Data taken from a collection
====================

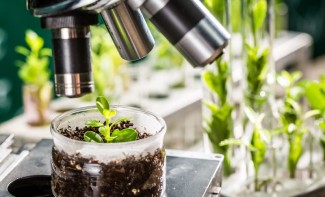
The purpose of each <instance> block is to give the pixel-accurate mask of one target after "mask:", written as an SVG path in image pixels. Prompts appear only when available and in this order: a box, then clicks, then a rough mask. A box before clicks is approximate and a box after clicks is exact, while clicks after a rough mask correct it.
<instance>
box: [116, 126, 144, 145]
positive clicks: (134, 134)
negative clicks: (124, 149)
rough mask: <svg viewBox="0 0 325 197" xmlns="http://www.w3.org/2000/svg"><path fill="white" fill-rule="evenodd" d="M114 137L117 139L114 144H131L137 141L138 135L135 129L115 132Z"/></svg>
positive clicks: (125, 129) (123, 130)
mask: <svg viewBox="0 0 325 197" xmlns="http://www.w3.org/2000/svg"><path fill="white" fill-rule="evenodd" d="M112 137H116V138H115V139H114V140H113V142H129V141H134V140H136V139H137V137H138V134H137V132H136V131H135V130H134V129H130V128H128V129H123V130H121V131H117V130H115V131H114V132H113V133H112Z"/></svg>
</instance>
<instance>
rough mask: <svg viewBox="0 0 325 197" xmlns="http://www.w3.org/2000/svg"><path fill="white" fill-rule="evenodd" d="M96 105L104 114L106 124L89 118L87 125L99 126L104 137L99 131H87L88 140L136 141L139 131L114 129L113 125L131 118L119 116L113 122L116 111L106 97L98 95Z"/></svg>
mask: <svg viewBox="0 0 325 197" xmlns="http://www.w3.org/2000/svg"><path fill="white" fill-rule="evenodd" d="M96 106H97V109H98V111H99V112H100V113H101V114H102V115H103V116H104V118H105V124H103V123H101V122H99V121H98V120H88V121H86V126H90V127H97V128H98V131H99V133H100V134H101V135H102V136H103V137H104V139H103V138H102V137H101V136H100V135H99V134H98V133H95V132H93V131H87V132H86V133H85V134H84V140H85V141H86V142H98V143H103V142H104V141H106V142H107V143H116V142H129V141H135V140H136V139H137V137H138V133H137V132H136V131H135V130H134V129H132V128H126V129H122V130H118V129H115V130H114V131H112V128H113V126H115V125H117V124H119V123H120V122H123V121H126V120H130V118H119V119H117V120H115V121H114V122H111V119H112V118H113V117H114V116H115V115H116V111H115V110H113V109H110V106H109V103H108V101H107V100H106V98H105V97H103V96H99V97H97V99H96Z"/></svg>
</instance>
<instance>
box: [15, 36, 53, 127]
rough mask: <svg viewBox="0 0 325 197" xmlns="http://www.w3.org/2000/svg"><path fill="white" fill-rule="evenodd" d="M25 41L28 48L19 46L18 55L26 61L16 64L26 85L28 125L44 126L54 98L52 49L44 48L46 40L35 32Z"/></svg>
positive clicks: (26, 100)
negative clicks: (50, 71)
mask: <svg viewBox="0 0 325 197" xmlns="http://www.w3.org/2000/svg"><path fill="white" fill-rule="evenodd" d="M25 41H26V44H27V46H28V48H26V47H24V46H17V47H16V51H17V53H19V54H21V55H23V56H25V58H26V59H25V61H20V60H18V61H17V62H16V64H17V66H18V67H19V72H18V75H19V77H20V78H21V80H22V81H23V83H24V86H23V105H24V113H25V117H26V119H27V123H28V124H30V125H43V124H46V123H48V122H49V119H48V110H49V104H50V101H51V98H52V86H53V85H52V82H51V81H50V69H49V57H50V56H51V54H52V52H51V49H49V48H45V47H44V40H43V39H42V38H41V37H40V36H38V35H37V34H36V33H35V32H34V31H32V30H27V31H26V35H25Z"/></svg>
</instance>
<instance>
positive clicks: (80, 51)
mask: <svg viewBox="0 0 325 197" xmlns="http://www.w3.org/2000/svg"><path fill="white" fill-rule="evenodd" d="M89 38H90V30H89V27H75V28H60V29H53V30H52V42H53V57H54V65H55V69H54V70H55V76H54V77H55V88H56V94H57V95H58V96H65V97H71V98H73V97H80V96H82V95H84V94H87V93H91V92H92V91H93V86H94V84H93V81H92V73H91V55H90V54H91V53H90V42H89Z"/></svg>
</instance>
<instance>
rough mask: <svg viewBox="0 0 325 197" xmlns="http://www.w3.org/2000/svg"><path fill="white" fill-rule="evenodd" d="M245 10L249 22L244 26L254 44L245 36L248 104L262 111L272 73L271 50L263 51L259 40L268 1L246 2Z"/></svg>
mask: <svg viewBox="0 0 325 197" xmlns="http://www.w3.org/2000/svg"><path fill="white" fill-rule="evenodd" d="M245 9H246V12H247V15H248V17H247V21H246V23H244V25H247V26H248V27H247V29H248V30H249V31H250V33H251V36H252V41H253V42H252V43H251V44H249V43H248V42H247V40H249V39H250V38H249V37H247V38H246V37H245V36H247V35H246V34H244V37H245V40H246V42H245V49H246V55H247V57H246V70H247V71H246V72H247V73H246V81H247V92H246V102H247V105H248V106H250V107H251V108H252V109H253V110H254V111H260V110H261V108H262V106H263V105H264V103H265V102H266V98H264V97H265V96H266V95H263V93H262V92H263V87H264V86H265V84H266V79H267V75H268V73H269V72H270V69H269V66H268V56H269V48H265V49H262V48H261V47H260V45H261V44H260V43H258V42H259V41H263V39H261V38H259V36H261V35H265V33H263V31H264V30H263V24H265V18H266V13H267V2H266V0H255V1H253V0H248V1H246V5H245Z"/></svg>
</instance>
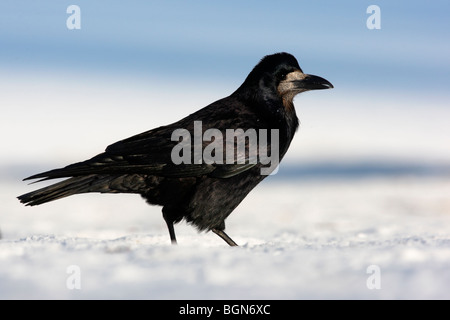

====================

- What you have to do: Pull out every line of the entries above that contains the word "rough", copying each one in full. Matching is case-sensitive.

- Solved exercise:
The purpose of each <instance> block is to give the pixel-accurate mask of one target after "mask:", written as an SVG path in image pixels. Prompts appear only when available and in this order: a box, then clicks, then a rough mask. A box before clicks is approximate and a box after clicks is exact, while clicks after a rough mask correct it.
rough mask: <svg viewBox="0 0 325 197" xmlns="http://www.w3.org/2000/svg"><path fill="white" fill-rule="evenodd" d="M114 137L117 139L114 144H131L137 141L138 135L135 129L115 132Z"/></svg>
rough mask: <svg viewBox="0 0 325 197" xmlns="http://www.w3.org/2000/svg"><path fill="white" fill-rule="evenodd" d="M96 105L104 114L106 124L89 118L87 125L99 126L104 137L99 131H87L88 140L136 141L139 131L114 129L113 125L131 118L119 116L113 122L116 111L106 97L98 95Z"/></svg>
rough mask: <svg viewBox="0 0 325 197" xmlns="http://www.w3.org/2000/svg"><path fill="white" fill-rule="evenodd" d="M25 41L28 48L19 46L18 55L26 61L16 64L26 85L28 125L44 126L54 98L52 49L44 48L46 40L35 32Z"/></svg>
rough mask: <svg viewBox="0 0 325 197" xmlns="http://www.w3.org/2000/svg"><path fill="white" fill-rule="evenodd" d="M245 10L249 22L244 26L254 44L245 36L248 104L262 111L272 73L271 50L263 51L259 40L268 1L246 2Z"/></svg>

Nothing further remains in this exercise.